**What you need to do**
Decide whether each statement agrees with the passage on metal exposure and repeat expansion, answering yes or no and quoting the deciding words of the passage: (a) The control and treated cultures were maintained for 73 days. (b) Cadmium exposure significantly increased the expansion rate of the repeat sequence. (c) Four replicate cultures were established for each metal treatment.

**Exercise text**
PDT, population doubling time.
NA, not applicable.
Two-tailed Kruskal-Wallis test.
Relative to ethanol vehicle controls.
The original progenitor culture was split at time point zero to generate control and treated cell cultures. For each metal treatment six replicate cultures were established and maintained in parallel with six untreated controls. Control and treated D2763Kc2 cell cultures were then maintained for a period of 73 days, corresponding to 73 population doublings (PDT = 23.9 h). Following chronic exposure, the repeat length variability of each chemically treated culture was assessed by sensitive SP-PCR techniques and compared to the progenitor and control cultures grown in the absence of the metal (Figure 2). The transgenic repeat length continued to expand rapidly in control cells, with a median expansion rate of 1.0 repeat per day. Metal-treated cultures displayed median expansion rates varying from 0.81 to 1.18 repeats per day. We determined if the median expansion rates measured in control and treated cultures were statistically different, using single molecule analyses as previously described (Gomes-Pereira and Monckton, 2004; Gomes-Pereira et al., 2014). Cadmium exposure did not change the expansion rate of the trinucleotide repeat sequence, which continued to expand at a median expansion rate of 1.13 repeats per day that did not differ significantly from control cells (p = 0.168, Kuskal-Wallis test). Surprisingly, manganese-treated cells displayed a median repeat expansion of 0.81 repeats per day, representing a significant reduction of ~ 20% relative to untreated cells (p = 0.026, Kuskal-Wallis test), ~28% relative to cadmium-treated cultures (p = 0.0023, Kuskal-Wallis test) and ~ 31% relative to zinc-treated cultures (p = 0.0021, Kuskal-Wallis test).

Saved entries:
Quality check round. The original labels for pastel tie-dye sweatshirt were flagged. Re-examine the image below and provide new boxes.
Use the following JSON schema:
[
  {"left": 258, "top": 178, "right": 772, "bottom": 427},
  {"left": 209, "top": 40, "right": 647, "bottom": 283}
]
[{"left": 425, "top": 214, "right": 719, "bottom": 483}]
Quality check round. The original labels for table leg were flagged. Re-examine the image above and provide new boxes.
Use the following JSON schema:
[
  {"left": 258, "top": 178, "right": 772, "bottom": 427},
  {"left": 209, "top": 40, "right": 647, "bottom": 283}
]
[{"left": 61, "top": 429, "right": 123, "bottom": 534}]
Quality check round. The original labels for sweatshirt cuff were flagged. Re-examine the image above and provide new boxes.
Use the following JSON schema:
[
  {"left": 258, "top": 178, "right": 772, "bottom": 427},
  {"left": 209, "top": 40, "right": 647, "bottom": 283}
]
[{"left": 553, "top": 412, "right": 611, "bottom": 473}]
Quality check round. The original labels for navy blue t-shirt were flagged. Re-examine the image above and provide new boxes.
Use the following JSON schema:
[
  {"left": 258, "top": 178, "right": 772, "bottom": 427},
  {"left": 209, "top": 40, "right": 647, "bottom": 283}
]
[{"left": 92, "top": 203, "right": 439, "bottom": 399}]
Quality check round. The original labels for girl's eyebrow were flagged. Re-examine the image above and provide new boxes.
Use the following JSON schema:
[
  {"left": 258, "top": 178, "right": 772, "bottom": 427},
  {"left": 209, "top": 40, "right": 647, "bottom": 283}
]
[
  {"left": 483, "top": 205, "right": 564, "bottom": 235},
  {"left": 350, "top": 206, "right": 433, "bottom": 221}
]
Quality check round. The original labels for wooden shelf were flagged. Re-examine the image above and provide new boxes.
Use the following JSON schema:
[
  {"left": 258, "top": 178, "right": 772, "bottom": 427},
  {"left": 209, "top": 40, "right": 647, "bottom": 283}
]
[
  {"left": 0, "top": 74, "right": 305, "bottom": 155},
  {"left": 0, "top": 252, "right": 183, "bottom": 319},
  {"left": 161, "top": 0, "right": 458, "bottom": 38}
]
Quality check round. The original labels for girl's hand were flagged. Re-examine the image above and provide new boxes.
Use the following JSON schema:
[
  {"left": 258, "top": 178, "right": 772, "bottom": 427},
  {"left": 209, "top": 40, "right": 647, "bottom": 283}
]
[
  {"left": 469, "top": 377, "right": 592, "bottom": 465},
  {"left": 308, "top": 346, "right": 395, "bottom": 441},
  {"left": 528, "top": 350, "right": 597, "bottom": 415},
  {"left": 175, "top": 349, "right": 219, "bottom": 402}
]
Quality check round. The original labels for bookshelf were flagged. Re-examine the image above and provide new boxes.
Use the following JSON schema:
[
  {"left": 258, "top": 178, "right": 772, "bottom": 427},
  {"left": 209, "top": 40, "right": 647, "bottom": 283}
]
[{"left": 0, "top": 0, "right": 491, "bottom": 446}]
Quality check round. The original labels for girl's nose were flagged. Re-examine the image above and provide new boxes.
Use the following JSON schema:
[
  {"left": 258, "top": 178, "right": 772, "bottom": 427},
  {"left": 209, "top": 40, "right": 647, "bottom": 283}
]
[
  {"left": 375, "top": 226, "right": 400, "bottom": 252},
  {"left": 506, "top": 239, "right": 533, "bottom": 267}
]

* * *

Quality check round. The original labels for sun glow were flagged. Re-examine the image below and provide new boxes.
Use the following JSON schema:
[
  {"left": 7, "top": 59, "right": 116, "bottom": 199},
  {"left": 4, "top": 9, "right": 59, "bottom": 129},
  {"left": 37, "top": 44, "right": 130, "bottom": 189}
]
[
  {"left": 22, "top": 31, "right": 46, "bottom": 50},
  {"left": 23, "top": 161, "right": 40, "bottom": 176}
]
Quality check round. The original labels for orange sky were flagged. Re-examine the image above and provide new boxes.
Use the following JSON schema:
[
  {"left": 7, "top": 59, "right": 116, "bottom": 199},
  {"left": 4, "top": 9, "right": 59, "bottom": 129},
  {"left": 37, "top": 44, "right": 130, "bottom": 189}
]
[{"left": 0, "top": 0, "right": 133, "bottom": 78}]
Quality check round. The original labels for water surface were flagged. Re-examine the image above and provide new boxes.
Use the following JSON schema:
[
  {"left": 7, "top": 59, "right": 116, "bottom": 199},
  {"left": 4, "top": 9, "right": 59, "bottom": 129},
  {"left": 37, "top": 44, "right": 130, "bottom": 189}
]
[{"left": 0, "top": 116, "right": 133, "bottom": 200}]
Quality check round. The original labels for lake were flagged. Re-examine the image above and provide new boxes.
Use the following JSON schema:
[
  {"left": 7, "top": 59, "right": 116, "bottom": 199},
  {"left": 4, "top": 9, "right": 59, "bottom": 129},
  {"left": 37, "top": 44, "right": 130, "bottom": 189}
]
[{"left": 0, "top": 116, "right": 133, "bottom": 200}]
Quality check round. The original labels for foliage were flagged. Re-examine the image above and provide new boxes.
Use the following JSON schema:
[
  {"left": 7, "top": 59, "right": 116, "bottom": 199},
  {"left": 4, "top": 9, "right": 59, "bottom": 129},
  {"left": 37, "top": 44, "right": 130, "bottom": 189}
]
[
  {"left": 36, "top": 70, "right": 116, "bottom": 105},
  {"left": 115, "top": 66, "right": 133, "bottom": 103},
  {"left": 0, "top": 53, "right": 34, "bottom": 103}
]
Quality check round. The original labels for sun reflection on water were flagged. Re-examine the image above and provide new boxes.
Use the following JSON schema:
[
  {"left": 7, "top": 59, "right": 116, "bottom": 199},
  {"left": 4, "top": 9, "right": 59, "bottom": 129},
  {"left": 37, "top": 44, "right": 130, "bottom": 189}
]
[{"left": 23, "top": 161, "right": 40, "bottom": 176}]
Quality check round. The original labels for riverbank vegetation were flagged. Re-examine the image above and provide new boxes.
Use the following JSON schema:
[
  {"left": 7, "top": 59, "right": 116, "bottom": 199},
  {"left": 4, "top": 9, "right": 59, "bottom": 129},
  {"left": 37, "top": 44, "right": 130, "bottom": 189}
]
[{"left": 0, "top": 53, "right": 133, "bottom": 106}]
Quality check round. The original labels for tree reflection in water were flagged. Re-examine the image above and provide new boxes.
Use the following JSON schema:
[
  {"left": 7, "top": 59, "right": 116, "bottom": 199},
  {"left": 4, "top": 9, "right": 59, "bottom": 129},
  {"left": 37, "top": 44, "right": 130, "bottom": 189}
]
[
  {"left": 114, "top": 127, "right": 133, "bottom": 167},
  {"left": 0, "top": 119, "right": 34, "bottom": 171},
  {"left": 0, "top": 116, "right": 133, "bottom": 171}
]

**Written solution**
(a) Yes: "Control and treated D2763Kc2 cell cultures were then maintained for a period of 73 days"
(b) No: "Cadmium exposure did not change the expansion rate of the trinucleotide repeat sequence"
(c) No: "For each metal treatment six replicate cultures were established"